▶ [Do this] Pick out and copy every line of the material below that contains the word "barn".

(Extracted records)
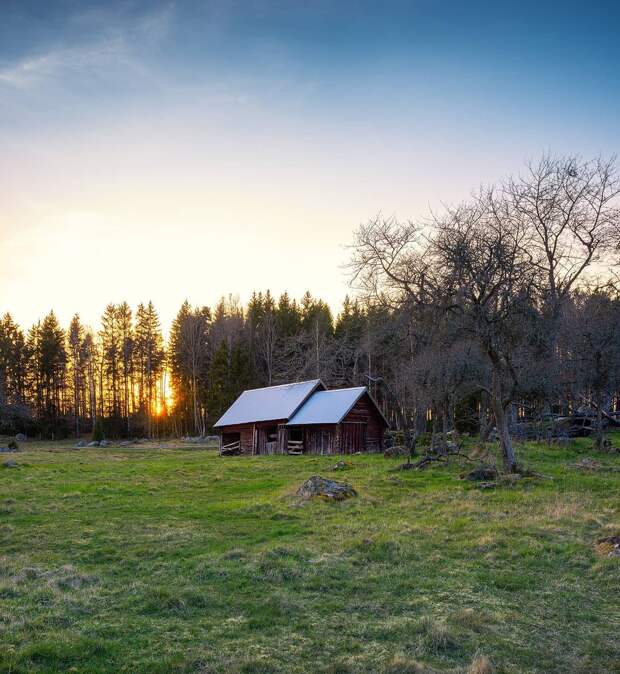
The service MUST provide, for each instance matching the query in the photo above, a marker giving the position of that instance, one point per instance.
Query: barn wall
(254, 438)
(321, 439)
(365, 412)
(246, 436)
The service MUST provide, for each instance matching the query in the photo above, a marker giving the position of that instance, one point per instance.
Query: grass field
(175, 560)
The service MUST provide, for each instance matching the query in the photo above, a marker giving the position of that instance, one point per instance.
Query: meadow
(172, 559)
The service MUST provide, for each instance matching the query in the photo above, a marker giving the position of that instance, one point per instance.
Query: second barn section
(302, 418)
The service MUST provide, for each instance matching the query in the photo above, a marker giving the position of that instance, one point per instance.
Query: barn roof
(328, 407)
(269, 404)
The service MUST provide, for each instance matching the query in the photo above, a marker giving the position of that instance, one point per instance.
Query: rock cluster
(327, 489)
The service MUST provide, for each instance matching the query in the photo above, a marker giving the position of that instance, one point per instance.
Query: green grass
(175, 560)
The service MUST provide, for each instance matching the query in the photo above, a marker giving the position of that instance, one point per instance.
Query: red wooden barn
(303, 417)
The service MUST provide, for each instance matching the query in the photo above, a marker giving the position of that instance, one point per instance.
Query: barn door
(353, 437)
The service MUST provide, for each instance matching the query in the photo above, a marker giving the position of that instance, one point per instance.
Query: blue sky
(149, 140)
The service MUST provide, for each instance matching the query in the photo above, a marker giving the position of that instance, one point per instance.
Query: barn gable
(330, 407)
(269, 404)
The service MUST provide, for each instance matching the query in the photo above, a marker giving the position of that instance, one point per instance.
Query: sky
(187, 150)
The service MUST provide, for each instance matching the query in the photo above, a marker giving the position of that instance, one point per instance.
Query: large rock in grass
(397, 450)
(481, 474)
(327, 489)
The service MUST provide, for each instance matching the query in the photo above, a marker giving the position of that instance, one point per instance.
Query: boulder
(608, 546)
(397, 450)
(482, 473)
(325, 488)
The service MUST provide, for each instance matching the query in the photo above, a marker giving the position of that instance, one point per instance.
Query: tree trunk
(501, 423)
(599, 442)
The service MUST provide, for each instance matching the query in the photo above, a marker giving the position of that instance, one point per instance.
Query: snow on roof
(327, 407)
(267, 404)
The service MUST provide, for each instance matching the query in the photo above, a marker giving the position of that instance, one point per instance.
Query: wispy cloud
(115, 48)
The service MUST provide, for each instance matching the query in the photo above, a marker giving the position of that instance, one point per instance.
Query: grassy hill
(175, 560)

▶ [Written solution]
Query: barn wall
Query: second barn section
Query: barn roof
Query: red wooden barn
Query: barn door
Query: barn gable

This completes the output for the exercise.